DATA RECORDS:
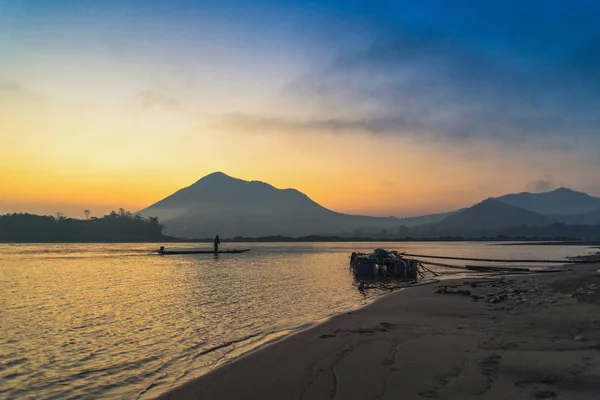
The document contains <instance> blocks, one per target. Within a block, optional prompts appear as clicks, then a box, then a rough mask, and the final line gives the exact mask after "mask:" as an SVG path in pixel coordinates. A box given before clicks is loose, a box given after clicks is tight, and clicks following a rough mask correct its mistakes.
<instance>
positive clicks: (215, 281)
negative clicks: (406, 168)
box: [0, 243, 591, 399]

---

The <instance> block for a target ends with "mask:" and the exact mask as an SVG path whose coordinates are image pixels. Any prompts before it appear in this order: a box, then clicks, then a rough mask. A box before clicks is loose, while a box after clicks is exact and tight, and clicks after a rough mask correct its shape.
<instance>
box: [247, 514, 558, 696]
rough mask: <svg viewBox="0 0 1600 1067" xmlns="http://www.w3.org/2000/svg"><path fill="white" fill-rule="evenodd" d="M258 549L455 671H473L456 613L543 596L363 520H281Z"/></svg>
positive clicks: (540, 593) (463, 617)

...

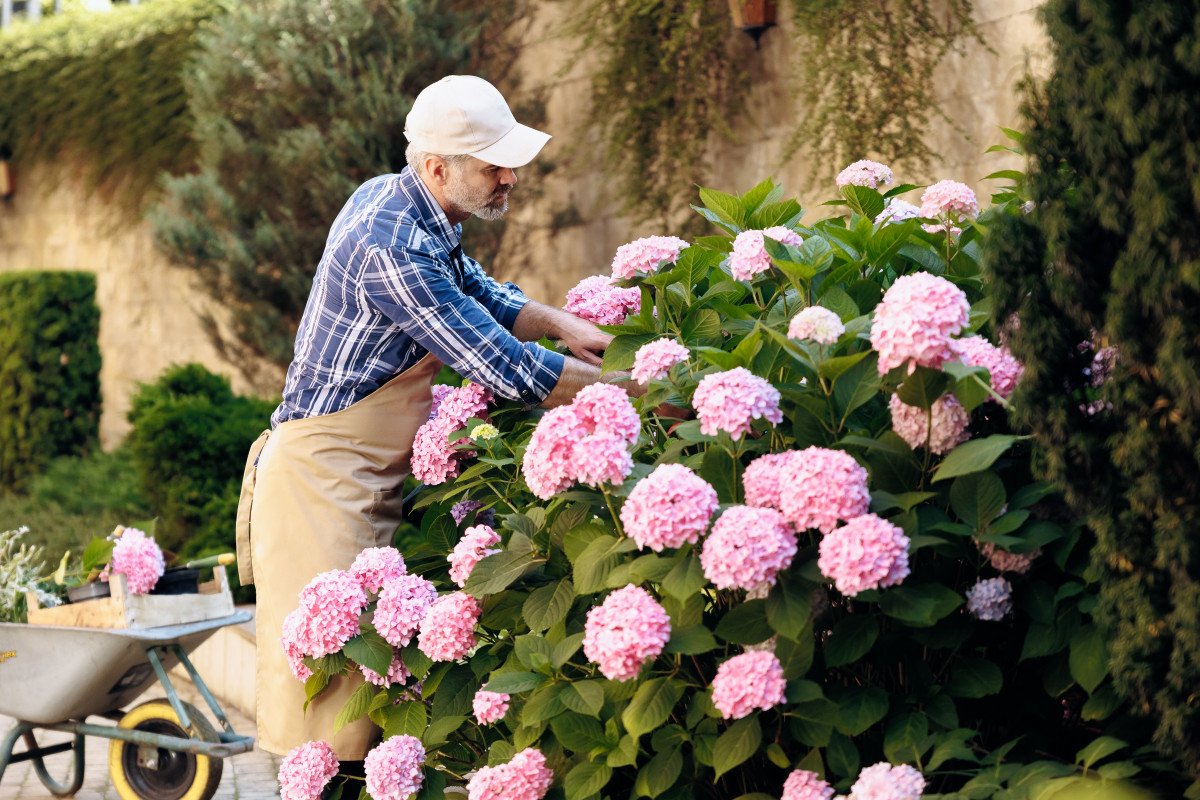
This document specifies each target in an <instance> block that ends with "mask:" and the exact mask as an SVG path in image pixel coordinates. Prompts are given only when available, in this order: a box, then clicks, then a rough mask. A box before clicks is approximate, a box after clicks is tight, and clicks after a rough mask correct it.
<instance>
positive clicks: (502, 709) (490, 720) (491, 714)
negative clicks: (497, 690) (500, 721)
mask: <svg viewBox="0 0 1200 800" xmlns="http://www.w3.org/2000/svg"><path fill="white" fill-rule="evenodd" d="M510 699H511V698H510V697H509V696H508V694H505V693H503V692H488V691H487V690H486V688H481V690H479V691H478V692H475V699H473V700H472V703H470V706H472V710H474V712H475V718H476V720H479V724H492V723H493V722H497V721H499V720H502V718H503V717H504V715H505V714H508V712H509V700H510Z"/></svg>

WHAT YOU WILL DO:
Where a line in the listing above holds the string "then", include it in your count, and answer with the number alone.

EXERCISE OUTPUT:
3